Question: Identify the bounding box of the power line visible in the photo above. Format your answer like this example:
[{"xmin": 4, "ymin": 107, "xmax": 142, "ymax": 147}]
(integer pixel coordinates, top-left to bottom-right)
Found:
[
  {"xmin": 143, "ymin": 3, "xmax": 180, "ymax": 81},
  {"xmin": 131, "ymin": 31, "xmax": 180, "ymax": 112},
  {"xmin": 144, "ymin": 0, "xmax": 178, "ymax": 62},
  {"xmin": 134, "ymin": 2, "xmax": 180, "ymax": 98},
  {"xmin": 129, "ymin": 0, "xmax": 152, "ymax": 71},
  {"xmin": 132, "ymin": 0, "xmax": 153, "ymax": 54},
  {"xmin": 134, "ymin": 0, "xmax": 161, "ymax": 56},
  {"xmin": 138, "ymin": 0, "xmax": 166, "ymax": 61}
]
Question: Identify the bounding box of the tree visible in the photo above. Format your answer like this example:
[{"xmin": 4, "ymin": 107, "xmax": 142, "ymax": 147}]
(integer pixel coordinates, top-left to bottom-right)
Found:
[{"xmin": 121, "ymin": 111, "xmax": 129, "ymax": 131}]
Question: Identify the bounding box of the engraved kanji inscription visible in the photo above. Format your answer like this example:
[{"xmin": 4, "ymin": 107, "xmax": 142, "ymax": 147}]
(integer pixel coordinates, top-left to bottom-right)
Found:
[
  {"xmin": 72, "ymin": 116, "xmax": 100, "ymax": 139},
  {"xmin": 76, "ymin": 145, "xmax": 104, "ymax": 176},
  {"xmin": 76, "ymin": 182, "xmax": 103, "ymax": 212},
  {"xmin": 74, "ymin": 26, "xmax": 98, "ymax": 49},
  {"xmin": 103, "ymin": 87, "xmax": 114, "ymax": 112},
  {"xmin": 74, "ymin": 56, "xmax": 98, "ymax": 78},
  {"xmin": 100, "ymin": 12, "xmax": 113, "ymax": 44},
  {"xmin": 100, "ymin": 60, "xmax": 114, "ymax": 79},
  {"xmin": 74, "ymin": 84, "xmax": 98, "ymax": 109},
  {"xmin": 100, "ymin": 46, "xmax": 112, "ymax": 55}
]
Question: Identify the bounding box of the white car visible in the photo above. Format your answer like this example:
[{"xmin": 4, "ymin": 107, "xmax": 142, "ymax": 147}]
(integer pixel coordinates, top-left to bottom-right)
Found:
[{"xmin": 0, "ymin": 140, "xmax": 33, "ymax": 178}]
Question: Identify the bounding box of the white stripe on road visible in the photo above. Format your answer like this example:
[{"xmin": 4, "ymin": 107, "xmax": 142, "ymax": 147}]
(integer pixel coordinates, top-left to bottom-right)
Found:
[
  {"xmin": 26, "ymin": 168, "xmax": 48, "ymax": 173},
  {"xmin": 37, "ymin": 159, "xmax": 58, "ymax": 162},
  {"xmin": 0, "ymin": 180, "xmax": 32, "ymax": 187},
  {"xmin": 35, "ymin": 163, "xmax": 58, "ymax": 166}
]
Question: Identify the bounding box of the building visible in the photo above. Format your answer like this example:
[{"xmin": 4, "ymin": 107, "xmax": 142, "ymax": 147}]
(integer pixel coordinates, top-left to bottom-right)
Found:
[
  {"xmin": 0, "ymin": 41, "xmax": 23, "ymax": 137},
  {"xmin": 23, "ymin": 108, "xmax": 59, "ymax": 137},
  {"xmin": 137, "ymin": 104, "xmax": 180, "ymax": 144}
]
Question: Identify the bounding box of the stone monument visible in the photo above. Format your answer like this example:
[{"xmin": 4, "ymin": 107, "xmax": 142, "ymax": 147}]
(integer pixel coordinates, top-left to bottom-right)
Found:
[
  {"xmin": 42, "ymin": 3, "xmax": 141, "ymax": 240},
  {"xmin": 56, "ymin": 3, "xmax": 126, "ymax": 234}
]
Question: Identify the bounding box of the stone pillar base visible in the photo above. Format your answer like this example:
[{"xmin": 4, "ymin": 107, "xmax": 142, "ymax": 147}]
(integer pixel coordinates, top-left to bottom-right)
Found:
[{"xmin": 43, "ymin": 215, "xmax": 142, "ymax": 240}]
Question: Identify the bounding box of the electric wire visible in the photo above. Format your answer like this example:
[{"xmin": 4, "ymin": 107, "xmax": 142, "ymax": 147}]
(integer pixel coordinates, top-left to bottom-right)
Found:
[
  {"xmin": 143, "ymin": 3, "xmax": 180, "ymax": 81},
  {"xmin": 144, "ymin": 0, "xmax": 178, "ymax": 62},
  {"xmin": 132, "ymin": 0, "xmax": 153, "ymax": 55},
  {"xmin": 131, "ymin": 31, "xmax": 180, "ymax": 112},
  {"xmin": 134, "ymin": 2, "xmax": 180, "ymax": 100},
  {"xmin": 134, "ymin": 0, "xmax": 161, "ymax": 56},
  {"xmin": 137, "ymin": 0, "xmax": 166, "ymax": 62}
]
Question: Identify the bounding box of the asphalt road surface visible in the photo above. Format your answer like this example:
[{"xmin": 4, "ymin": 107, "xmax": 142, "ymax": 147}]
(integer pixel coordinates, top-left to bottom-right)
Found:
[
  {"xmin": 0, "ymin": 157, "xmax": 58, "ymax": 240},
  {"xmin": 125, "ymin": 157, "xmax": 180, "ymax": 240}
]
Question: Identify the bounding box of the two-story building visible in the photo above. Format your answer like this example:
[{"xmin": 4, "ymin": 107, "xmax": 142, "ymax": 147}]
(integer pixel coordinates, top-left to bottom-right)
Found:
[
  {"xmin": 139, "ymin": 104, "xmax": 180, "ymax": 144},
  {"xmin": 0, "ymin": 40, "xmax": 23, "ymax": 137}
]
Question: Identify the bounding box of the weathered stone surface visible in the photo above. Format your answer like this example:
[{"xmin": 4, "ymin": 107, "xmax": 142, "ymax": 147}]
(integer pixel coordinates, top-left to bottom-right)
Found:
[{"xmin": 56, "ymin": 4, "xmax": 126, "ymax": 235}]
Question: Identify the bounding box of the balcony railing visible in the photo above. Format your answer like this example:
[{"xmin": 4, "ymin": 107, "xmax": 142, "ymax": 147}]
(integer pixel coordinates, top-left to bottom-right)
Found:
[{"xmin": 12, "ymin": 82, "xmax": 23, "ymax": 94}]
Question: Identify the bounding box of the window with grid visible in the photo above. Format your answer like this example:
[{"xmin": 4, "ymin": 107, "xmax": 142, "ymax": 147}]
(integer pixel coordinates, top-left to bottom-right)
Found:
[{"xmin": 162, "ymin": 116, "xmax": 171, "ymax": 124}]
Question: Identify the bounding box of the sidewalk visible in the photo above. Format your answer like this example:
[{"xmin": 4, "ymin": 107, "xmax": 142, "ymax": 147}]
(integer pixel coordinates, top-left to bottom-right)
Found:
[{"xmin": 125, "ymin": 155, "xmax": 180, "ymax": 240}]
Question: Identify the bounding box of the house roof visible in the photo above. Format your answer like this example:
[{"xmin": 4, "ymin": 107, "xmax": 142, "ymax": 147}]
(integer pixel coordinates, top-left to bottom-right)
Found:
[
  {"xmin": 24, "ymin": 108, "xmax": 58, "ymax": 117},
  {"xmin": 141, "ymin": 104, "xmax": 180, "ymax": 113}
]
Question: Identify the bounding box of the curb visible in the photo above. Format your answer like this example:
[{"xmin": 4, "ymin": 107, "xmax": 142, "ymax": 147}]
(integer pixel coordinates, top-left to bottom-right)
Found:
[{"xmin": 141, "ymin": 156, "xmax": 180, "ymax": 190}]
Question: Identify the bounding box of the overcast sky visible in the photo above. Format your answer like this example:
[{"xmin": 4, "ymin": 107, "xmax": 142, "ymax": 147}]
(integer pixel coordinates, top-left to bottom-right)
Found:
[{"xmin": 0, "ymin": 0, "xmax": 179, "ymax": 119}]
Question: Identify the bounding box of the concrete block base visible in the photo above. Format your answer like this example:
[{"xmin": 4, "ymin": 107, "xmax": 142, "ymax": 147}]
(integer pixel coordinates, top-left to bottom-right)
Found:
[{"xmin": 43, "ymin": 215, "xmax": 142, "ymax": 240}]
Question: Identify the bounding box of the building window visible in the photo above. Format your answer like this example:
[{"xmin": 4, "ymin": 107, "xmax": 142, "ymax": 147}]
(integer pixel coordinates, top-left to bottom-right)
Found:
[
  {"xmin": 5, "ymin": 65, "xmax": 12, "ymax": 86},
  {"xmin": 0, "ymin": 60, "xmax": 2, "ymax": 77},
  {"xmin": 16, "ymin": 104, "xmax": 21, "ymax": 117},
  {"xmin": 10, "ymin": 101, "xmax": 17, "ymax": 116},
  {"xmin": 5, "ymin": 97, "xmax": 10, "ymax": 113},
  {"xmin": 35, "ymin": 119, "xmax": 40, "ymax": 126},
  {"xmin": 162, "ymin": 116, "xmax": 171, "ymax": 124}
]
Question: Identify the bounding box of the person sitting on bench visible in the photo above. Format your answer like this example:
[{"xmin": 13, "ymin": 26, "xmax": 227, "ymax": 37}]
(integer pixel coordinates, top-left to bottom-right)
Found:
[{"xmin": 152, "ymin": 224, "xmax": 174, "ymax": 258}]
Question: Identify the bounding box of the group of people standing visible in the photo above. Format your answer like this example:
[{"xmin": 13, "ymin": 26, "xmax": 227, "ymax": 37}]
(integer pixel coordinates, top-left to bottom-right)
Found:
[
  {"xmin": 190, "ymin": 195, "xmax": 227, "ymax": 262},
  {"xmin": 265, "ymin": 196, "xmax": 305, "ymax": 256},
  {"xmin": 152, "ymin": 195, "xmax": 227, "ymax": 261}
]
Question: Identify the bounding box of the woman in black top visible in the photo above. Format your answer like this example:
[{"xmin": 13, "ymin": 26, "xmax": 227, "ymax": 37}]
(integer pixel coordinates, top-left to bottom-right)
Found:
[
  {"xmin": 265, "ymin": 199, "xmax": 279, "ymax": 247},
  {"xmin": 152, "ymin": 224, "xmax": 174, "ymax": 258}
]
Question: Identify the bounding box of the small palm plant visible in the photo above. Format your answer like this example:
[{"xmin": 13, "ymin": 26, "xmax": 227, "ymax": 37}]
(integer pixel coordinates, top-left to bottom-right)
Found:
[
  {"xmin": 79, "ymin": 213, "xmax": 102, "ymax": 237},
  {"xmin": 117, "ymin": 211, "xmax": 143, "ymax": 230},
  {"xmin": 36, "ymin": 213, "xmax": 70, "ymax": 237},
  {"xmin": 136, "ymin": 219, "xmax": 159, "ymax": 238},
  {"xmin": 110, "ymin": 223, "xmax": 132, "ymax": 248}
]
----------
◆ **WHAT THE TASK ASKS**
In the material above, please find every line that includes the word "surface" and copy it.

◆ **SOLUTION TO THIS EXERCISE**
Question: Identify the bounding box of the asphalt road surface visible in the photo above. Format your answer like this example:
Question: Identify the bounding box of the weathered stone surface visible in the photo above. Format your answer like this example:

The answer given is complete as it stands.